◆ Document section ◆
──────────────────────────────

Monument to Goethe

Monument to Goethe.

  We find in the Schnellpost a letter copied from a German journal, which gives an interesting account of the festival on the occason of erecting the statue of Goethe by Schwanthaler in his native place, Frankfort on the Maine, 22d October, last.

  Few persons of celebrity from a distance were present, not even the great contemporaries of the poet, Tieck and Schlegel. His friend the Chancellor Von Muller came, and answered on the part of Wiemar to the many compliments that were naturally directed to that region.

  “On the evening of the 21st,” I saw, “says the writer, “a young man pass, dressed in mourning, who is, I am told, the grandson of Goethe. He is in mourning for a lovely sister, who, some few days since, went to sleep in Vienna;—that same Vienna where, a winter or two since, the Viennese crowded to see her dance with a Herr Von Schiller.”

──────────────────────────────

◆ Supplied information ◆
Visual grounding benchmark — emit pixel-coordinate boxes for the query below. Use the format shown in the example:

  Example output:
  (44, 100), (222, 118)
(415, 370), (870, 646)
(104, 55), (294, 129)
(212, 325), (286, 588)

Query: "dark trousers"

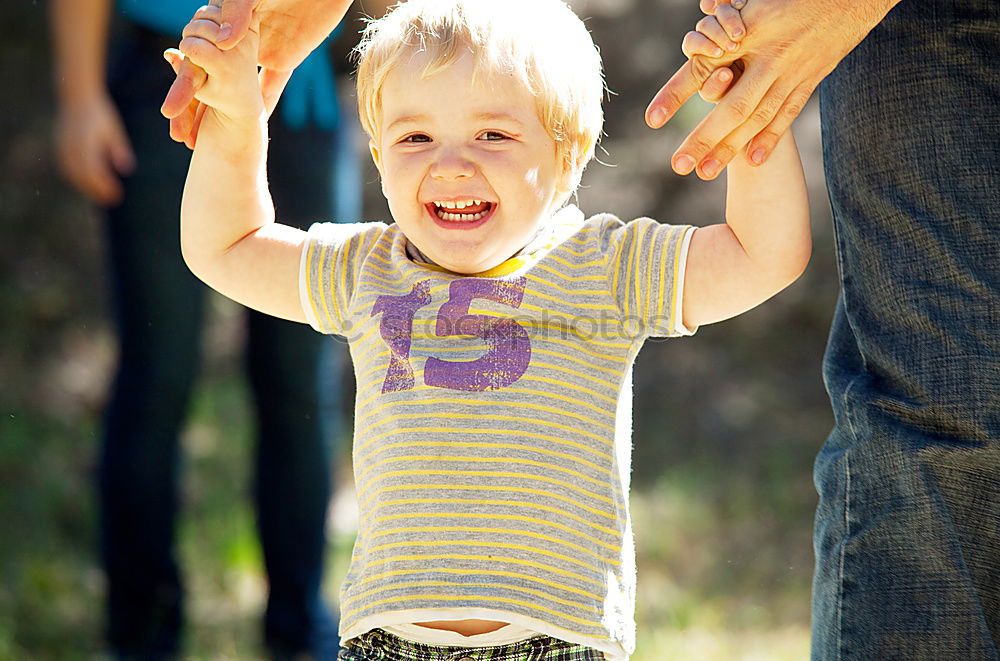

──────────────────────────────

◆ Exercise brief ◆
In the piece on the Goethe monument, why was the young man who passed by on the evening of the 21st dressed in mourning? Answer in one to three sentences.

◆ Result of this exercise ◆
He was said to be Goethe's grandson, and he was in mourning for his sister, who had died in Vienna a few days earlier.